Entries taken from a collection
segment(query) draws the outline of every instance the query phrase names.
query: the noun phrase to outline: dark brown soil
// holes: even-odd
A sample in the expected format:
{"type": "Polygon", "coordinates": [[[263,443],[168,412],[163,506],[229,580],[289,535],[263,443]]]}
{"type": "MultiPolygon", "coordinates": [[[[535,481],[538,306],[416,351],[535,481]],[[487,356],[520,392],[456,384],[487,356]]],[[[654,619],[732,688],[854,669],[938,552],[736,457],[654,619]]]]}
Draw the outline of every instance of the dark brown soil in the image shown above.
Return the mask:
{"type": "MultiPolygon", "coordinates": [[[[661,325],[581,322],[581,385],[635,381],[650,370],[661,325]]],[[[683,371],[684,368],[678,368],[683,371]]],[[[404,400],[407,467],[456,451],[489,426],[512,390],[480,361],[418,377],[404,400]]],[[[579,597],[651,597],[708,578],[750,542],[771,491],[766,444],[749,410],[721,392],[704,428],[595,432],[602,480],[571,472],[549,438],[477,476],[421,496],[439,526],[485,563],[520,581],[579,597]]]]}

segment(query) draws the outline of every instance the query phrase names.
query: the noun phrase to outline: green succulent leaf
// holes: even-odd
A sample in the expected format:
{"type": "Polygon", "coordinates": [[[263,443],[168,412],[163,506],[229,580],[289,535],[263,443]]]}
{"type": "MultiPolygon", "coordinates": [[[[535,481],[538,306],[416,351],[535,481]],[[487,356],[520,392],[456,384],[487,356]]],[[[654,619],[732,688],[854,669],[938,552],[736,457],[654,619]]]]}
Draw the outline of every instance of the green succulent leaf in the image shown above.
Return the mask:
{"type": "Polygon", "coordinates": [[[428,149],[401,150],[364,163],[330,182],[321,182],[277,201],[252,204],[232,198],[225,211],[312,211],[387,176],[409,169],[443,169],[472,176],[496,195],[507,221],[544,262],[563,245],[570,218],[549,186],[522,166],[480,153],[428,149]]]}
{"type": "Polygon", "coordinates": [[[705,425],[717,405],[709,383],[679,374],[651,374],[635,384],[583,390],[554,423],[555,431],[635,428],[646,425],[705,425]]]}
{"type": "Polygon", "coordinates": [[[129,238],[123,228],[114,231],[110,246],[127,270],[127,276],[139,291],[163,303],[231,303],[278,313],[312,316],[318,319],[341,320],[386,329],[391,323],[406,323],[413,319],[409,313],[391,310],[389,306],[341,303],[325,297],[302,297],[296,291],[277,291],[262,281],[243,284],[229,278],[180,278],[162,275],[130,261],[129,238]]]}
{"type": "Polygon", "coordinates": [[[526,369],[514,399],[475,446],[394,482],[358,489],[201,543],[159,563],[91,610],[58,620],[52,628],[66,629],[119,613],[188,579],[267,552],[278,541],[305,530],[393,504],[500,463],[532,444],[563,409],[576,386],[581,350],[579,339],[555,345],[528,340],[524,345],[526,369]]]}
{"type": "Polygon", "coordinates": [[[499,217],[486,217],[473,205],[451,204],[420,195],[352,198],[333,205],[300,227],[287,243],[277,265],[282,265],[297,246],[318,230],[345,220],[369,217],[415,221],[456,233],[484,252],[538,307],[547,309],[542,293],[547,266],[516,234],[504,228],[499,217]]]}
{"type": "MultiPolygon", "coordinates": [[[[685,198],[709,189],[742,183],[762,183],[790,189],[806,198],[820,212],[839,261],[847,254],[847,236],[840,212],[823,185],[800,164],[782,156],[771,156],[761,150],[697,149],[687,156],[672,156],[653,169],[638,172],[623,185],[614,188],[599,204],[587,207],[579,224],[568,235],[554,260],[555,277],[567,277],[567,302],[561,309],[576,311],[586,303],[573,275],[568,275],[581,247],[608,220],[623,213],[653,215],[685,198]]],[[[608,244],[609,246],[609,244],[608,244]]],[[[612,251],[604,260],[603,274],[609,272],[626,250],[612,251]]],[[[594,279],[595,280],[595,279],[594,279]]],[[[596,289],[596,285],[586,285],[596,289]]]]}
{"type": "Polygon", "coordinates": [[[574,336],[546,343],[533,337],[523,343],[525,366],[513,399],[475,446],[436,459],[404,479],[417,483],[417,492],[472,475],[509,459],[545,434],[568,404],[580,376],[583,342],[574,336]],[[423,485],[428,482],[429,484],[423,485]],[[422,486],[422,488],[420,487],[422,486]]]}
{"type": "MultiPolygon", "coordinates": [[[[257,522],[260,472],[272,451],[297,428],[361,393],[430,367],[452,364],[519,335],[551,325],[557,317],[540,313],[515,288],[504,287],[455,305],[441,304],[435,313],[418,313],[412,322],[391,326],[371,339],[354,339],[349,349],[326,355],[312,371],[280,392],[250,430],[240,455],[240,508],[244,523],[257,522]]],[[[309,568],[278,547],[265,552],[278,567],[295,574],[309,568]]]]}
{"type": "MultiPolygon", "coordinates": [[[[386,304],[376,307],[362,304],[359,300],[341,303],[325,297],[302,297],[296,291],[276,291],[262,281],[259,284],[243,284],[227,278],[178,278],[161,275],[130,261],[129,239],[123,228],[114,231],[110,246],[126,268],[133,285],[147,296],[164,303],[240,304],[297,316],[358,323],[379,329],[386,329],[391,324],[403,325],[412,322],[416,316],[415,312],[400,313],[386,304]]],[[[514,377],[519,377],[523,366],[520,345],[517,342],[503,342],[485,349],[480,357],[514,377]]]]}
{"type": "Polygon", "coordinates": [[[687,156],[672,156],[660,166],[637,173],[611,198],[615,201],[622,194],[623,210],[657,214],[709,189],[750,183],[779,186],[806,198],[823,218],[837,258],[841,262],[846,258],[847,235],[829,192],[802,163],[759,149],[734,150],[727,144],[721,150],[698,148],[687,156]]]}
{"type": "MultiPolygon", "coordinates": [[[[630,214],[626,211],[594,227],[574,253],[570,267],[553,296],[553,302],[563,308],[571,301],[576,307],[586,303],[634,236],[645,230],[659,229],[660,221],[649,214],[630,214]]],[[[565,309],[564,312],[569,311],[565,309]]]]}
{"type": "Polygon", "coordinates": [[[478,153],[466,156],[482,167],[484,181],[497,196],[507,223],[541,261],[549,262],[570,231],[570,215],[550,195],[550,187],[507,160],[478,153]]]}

**WHAT THIS TASK INVOLVES:** Every line above in which the word "instance" occurs needs to be copied.

**YOUR RESPONSE:**
segment(query) draws the outline of every instance the query phrase names.
Draw the outline of every instance of the dark brown soil in the image shown above.
segment(query) draws the outline of every instance the query phrase names.
Draw the outline of every instance of the green succulent leaf in the image shown above.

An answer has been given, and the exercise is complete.